> **Document excerpt**:
┄┄┄┄┄┄┄┄┄┄┄┄┄┄┄┄┄┄┄┄

Considering whether to pursue a career path in medicine is a decision many high school students face during their academic careers. A group of Yale School of Medicine residents, in conjunction with two hospitals in Waterbury, worked together last Friday to help students make that decision a little easier.

More than 100 Waterbury high school seniors attended the fifth annual “Research Day 2003” hosted at St. Mary’s Hospital. The event, a collaborative effort of St. Mary’s Hospital, the Waterbury Hospital Health Center, and the Yale School of Medicine, included presentations from the CEOs of both hospitals and physicians from Yale’s Residency Program.

St. Mary’s Hospital and the Waterbury Hospital Health Center are two of the main training sites for the Medical School’s residency programs.

Wendy Petricone, who works in community relations at St. Mary’s Hospital, coordinated the events for the high school students. She said the day was important in helping young people see the different career opportunities available in health care.

“It was a remarkable day — of academic excellence,” Petricone said. “This event was intended to motivate young people in ways beyond those available in the traditional academic setting.”

At the event, medical, surgical, nursing and dental residents presented their research to students and each other. Researchers critiqued and gave other researchers advice on presentations throughout the day, Petricone said.

“People assume that the only primary arms of research are the NIH and the CDC,” Petricone said. “But in fact there are also people in the community diligently working to change our health care outcomes.”

Stephen Huot, director of the Yale Primary Care Residency Program, said events like Research Day are important because they give Yale’s medical residents an opportunity to be involved in the community. This involvement is important because the majority of patients receive health care from community health care centers, Huot said.

┄┄┄┄┄┄┄┄┄┄┄┄┄┄┄┄┄┄┄┄

> **Data**:

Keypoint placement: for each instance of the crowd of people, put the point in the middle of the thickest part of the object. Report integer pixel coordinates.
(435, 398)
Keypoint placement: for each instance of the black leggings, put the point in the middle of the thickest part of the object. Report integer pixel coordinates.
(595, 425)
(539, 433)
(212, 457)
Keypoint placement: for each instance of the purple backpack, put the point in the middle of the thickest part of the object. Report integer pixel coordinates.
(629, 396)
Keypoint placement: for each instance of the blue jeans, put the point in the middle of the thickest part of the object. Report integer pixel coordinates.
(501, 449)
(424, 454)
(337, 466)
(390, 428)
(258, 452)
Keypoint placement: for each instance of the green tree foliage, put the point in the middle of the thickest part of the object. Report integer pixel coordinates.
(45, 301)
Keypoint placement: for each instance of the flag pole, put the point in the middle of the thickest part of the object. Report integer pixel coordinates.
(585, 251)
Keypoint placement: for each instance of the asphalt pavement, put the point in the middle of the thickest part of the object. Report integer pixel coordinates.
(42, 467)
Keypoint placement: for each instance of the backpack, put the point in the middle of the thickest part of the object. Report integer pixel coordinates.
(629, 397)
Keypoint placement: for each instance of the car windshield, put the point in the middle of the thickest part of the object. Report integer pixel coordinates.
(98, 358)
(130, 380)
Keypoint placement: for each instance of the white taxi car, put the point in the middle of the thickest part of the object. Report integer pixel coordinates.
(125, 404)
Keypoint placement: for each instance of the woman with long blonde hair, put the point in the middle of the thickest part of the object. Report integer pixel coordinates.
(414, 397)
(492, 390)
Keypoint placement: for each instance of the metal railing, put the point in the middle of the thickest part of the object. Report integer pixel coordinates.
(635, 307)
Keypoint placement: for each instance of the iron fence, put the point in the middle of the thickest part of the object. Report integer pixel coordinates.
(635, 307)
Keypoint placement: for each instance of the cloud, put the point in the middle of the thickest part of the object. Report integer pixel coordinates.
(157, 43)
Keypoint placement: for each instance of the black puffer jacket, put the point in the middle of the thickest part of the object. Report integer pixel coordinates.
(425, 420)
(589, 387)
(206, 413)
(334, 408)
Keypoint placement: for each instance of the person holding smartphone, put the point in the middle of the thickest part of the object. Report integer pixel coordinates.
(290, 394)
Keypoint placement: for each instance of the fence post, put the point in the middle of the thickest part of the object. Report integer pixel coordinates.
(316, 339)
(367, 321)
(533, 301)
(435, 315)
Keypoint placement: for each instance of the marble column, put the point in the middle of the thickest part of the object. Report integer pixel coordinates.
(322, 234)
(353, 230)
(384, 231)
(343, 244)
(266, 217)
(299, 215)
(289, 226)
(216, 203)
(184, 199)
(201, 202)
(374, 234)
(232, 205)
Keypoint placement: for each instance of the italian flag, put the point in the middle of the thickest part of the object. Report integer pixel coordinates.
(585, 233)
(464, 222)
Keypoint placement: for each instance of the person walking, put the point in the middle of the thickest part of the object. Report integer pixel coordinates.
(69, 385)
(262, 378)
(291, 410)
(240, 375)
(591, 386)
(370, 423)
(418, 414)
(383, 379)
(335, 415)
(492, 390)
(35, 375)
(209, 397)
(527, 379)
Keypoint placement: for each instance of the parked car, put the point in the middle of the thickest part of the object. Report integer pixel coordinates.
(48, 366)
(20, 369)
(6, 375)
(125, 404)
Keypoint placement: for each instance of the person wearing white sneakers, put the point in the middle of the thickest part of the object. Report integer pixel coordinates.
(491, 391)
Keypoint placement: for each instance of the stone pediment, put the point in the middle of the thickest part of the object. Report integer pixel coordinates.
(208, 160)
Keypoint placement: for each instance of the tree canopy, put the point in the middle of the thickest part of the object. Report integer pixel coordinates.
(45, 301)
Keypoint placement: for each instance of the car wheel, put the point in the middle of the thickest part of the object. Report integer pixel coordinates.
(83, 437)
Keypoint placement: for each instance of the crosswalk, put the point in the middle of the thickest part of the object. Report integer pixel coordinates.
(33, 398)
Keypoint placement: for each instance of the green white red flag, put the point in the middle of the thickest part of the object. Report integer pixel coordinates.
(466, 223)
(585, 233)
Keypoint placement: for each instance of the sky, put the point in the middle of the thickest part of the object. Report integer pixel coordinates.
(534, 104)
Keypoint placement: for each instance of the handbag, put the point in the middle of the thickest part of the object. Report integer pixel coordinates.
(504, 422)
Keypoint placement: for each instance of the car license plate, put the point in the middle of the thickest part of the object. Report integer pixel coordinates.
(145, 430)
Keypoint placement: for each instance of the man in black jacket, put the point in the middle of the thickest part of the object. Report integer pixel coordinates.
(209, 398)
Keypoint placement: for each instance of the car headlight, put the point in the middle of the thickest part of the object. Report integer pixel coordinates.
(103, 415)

┄┄┄┄┄┄┄┄┄┄┄┄┄┄┄┄┄┄┄┄

> **What the task asks**:
Copy out the part of the Research Day article starting at "At the event, medical, surgical, nursing" and ending at "centers, Huot said.".

> **Reply to the exercise**:
At the event, medical, surgical, nursing and dental residents presented their research to students and each other. Researchers critiqued and gave other researchers advice on presentations throughout the day, Petricone said.

“People assume that the only primary arms of research are the NIH and the CDC,” Petricone said. “But in fact there are also people in the community diligently working to change our health care outcomes.”

Stephen Huot, director of the Yale Primary Care Residency Program, said events like Research Day are important because they give Yale’s medical residents an opportunity to be involved in the community. This involvement is important because the majority of patients receive health care from community health care centers, Huot said.